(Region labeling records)
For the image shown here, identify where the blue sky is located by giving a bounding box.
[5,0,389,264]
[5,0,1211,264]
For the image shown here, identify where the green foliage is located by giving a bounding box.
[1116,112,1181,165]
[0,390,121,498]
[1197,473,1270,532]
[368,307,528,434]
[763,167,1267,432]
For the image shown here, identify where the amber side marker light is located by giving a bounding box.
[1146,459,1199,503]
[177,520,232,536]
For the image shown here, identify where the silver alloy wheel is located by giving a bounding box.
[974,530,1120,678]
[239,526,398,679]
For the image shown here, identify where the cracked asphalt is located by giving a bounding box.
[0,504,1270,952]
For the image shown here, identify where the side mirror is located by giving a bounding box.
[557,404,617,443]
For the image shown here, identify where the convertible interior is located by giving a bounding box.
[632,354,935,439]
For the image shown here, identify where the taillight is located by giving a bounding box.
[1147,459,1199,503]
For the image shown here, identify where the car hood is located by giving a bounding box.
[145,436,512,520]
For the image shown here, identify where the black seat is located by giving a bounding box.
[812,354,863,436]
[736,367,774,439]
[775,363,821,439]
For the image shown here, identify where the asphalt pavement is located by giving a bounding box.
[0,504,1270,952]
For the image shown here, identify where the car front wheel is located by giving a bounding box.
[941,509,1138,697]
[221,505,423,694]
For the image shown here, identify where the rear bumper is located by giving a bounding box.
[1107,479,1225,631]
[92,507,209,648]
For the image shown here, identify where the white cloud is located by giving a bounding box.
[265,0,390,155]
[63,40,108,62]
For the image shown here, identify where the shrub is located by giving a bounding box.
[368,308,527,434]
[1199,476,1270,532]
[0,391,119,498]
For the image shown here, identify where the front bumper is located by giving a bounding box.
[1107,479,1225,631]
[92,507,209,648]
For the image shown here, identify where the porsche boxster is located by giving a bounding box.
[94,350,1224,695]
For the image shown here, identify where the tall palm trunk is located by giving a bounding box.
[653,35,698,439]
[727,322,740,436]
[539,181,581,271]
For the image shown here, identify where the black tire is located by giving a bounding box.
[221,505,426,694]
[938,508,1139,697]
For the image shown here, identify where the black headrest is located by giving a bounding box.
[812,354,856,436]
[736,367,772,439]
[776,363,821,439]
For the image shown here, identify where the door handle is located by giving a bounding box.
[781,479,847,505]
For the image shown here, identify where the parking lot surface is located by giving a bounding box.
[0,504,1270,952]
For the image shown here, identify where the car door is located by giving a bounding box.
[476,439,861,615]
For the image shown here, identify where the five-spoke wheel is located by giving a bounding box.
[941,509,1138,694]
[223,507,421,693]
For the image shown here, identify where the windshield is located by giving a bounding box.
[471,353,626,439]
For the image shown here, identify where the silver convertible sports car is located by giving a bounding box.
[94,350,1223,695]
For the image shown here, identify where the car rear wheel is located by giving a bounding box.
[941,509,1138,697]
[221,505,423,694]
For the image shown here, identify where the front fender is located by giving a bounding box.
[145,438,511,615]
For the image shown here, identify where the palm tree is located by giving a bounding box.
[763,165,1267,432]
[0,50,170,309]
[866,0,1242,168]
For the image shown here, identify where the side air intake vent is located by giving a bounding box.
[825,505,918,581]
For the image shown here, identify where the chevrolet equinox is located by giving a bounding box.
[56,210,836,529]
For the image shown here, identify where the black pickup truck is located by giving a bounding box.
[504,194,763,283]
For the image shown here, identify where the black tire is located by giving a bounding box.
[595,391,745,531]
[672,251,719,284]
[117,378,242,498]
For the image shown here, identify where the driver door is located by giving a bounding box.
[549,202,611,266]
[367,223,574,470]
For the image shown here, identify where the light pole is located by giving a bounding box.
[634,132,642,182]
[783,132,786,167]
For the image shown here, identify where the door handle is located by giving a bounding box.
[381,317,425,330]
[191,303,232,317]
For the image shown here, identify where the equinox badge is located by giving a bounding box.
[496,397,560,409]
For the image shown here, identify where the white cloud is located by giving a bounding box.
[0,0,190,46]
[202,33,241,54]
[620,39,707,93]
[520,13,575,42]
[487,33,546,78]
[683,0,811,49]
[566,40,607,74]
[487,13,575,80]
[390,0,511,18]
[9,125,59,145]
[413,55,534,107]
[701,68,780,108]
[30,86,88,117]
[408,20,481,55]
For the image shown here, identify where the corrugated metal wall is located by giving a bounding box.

PROMPT: Update the lines above by replacing every "bounding box" with "rectangle" and leaving the rest unchanged.

RESULT OF THIS TASK:
For the image shown here, identify where the blue sky is located by giving a rectangle.
[5,0,389,264]
[5,0,1211,264]
For the image shown here, identify where the green foliage is located by giving a rectangle.
[1116,112,1181,165]
[0,390,121,498]
[1197,473,1270,532]
[368,307,528,434]
[763,167,1267,432]
For the image shown here, identify where the amber side marker light is located by giving a rectangle.
[1146,459,1199,503]
[177,520,232,536]
For the image shown here, identify where the silver alloy wheel is located by giving a rectangle.
[974,530,1120,678]
[239,526,398,679]
For the image shown here, identify where the cracked asphalt is located by giving a rectangle.
[0,504,1270,952]
For the image shown here, identify where the side mirror is located by giving a rectangle.
[557,404,617,443]
For the image shown here, identify where the convertible interior is located by giving a rectangle.
[632,354,935,439]
For the image shown here, identify where the taillight is located by giving a rectangle.
[1147,459,1199,503]
For the image shown here, identify where the car hood is located by giving a rectangle.
[145,436,512,520]
For the image shown here, identify where the black seat is located by giving a rectangle.
[812,354,863,436]
[736,367,774,439]
[775,363,821,439]
For the image shown here, identify where the asphalt pavement is located by giving a rectangle.
[0,504,1270,952]
For the image shown here, identify where the car front wheel is located by giving a rectangle.
[941,509,1138,697]
[221,505,423,694]
For the image shown here, identify where the rear bumper is located by giving a rectangle.
[1107,479,1225,631]
[92,507,209,648]
For the image shown here, identify where the white cloud is located by giving a rectangle.
[265,0,390,155]
[63,40,108,62]
For the image shown here, identify where the shrub is located by giving a rectangle.
[368,308,527,434]
[1199,476,1270,532]
[0,391,119,498]
For the image shown here, identify where the front bumper is located by giving a rectangle.
[1107,479,1225,631]
[92,507,209,648]
For the image shown here, identify where the porsche boxster is located by giving a rectangle.
[94,350,1224,695]
For the image shown here, identify where the tall palm trunk is located by giving a rectangle.
[653,35,698,439]
[727,322,740,436]
[539,181,581,271]
For the image shown here, identify where the black tire is located by giving a rectangle.
[221,505,426,694]
[938,508,1139,697]
For the image shown here, identify where the black headrest is located by giving a rectangle.
[812,354,856,436]
[736,367,772,439]
[776,363,821,439]
For the image shown here, identify where the door handle is located by giving a rectangle.
[781,479,847,505]
For the image shown here, identify where the parking lot surface is located by giving a rectangle.
[0,504,1270,952]
For the image shown here, identify where the car door is located by giving a rectangle.
[476,439,861,615]
For the image shown here, identify where the five-spoke wheel is located by giving a rectangle.
[941,509,1138,694]
[223,507,421,693]
For the image shown here, identify where the windshield is located by giving a rectangle.
[471,353,626,439]
For the image shown here, identify where the silver convertible sports car is located by giving a rectangle.
[94,350,1223,695]
For the image shown here, identify where the car rear wheel is located by giving a rectangle.
[941,509,1138,697]
[221,505,423,694]
For the image shown here, identify where the front fender is located by giving a rectangle.
[145,438,511,615]
For the image shown here, identify where the palm tree is located by giving a rectangle.
[763,165,1267,432]
[0,50,170,309]
[866,0,1242,168]
For the image shown here, identify where the side air intake vent is located by giving a rectangle.
[825,505,918,581]
For the image shown here, identify where the chevrolet equinox is located by giving a rectangle.
[56,210,836,529]
For the image shown here, identify where the black pickup truck is located by giving a rectangle.
[504,194,763,283]
For the image shown here, identify where the black tire is located by giving a rectangle.
[595,391,745,531]
[672,251,719,284]
[117,378,242,498]
For the image shown here, identify where the driver door is located by giving a rectangle.
[549,202,611,266]
[367,223,574,470]
For the image shown here, identify where the light pole is located by giving a rectangle.
[634,132,642,182]
[783,132,786,167]
For the image shown here, identify where the door handle is located by giving a rectangle.
[381,317,425,330]
[191,303,232,317]
For the image shown here, identify where the equinox badge is located by giving a rectangle.
[496,397,560,409]
For the image shown here, identify where the white cloud is located by giving a rectangle.
[0,0,190,46]
[202,33,241,54]
[620,39,707,93]
[520,13,575,42]
[487,33,546,78]
[683,0,811,49]
[566,40,607,74]
[487,13,575,80]
[390,0,511,18]
[9,125,59,145]
[413,55,534,107]
[701,68,780,108]
[30,86,88,117]
[408,20,481,55]
For the image shown here, identify where the corrugated metal wall is located by giving a rectangle.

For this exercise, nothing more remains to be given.